◆ **EXERCISE REQUIREMENTS**
1. According to the forum thread, what fixed the Windows 7 installation error?
2. Please revise the forum thread's passage from "Bios updates are" to "original or a copy?", changing "rarely" to "seldom".

# [SOLVED] Toshiba A200 BIOS version



## Einarrson (Jun 9, 2009)

I have a Toshiba Satellite A200 - 1A9 PSAE0E

I am reinstalling Windows 7 but it gives the 'File does not exist 0x80070003' error. 

I have tried a few things like different OS (Vista, XP) and installing from USB incase the optical drive has a problem.

The BIOS is not the latest so I went to Toshiba.co.uk and, although there are drivers for W7 there are only 2 BIOS updates. One is only Vista compatible and the other is XP only. 

It seems the page might be out of date so does anyone have any idea if the Vista BIOS will be ok for W7? 

BIOS Downloads - Toshiba


----------



## [email protected] (Nov 16, 2004)

*Re: Toshiba A200 BIOS version*

I don't believe you need to update the BIOS to get past the 0003 error.

Here's a link to a site that has a workaround...not sure it fits your situation though, so let us know: File error


----------



## Einarrson (Jun 9, 2009)

*Re: Toshiba A200 BIOS version*

Thanks. 

That is the same error code but not the same problem. 

For me it occurs when installing windows whereas the link relates to updating windows.


----------



## Tyree (May 10, 2009)

*Re: Toshiba A200 BIOS version*

Bios updates are rarely needed and should only be done if the update directly addresses the problem(s) you are experiencing.
Is your 7 disc an original or a copy?
Is it a retail version?
Try the disc on another PC to see if it's the problem.
Why the reinstall?


----------



## Einarrson (Jun 9, 2009)

*Re: Toshiba A200 BIOS version*

This is solved now. 

I removed one of the RAM modules and it worked first time.


----------



## Tyree (May 10, 2009)

*Re: Toshiba A200 BIOS version*

Glad you found the problem and thanks for posting back with the resolution.


----------

◆ **EXCERPTED RECORDS**
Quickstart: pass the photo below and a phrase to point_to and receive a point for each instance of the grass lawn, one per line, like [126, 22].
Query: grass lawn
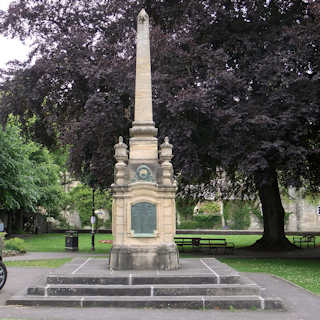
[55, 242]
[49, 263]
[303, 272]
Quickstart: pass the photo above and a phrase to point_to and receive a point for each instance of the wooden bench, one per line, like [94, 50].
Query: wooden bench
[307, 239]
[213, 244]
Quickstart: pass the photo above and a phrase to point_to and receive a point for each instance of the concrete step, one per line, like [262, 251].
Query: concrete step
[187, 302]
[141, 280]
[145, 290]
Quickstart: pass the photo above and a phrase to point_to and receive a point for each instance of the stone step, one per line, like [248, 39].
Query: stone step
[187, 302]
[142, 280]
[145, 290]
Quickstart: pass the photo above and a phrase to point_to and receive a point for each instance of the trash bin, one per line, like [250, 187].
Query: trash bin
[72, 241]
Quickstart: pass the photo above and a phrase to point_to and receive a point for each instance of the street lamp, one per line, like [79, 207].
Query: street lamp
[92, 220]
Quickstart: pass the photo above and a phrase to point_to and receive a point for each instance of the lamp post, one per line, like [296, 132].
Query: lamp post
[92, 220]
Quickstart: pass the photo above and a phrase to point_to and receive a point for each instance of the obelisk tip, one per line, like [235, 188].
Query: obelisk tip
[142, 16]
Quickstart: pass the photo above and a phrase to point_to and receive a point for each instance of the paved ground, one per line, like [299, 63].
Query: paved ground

---

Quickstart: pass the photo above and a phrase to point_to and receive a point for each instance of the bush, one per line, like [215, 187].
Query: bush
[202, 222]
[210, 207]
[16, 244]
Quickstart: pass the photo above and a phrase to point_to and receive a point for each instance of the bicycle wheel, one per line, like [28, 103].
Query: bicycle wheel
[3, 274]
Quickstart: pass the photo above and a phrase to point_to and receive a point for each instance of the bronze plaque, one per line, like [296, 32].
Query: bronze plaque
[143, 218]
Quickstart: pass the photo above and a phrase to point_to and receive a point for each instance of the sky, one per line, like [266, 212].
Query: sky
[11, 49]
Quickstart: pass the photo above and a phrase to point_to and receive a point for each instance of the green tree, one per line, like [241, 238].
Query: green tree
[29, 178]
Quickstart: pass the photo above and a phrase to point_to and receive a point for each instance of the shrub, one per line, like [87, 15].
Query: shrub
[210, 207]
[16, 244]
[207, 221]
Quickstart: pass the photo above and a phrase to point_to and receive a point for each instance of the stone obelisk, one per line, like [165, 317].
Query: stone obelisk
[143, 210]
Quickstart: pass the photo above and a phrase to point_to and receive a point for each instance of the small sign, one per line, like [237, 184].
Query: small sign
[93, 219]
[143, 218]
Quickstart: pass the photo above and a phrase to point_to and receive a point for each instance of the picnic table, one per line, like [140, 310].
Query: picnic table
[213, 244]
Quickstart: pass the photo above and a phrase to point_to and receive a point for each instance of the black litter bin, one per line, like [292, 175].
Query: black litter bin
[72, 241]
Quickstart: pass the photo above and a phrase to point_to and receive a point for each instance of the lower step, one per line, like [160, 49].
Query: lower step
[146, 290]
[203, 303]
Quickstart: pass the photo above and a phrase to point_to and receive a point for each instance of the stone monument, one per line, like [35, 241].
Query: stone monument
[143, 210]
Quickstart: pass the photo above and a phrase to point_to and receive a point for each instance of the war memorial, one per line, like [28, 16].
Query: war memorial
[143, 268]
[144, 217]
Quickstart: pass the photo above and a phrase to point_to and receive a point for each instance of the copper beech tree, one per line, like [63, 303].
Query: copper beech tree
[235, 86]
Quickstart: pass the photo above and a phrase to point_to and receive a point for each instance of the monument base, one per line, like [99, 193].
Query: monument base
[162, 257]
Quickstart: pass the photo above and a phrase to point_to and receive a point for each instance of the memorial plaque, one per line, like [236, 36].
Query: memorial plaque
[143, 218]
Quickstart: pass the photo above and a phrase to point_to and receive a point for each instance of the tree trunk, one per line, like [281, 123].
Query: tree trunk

◆ **ANSWERS FOR THIS EXERCISE**
1. Removing one of the RAM modules fixed it.

2.
Bios updates are seldom needed and should only be done if the update directly addresses the problem(s) you are experiencing.
Is your 7 disc an original or a copy?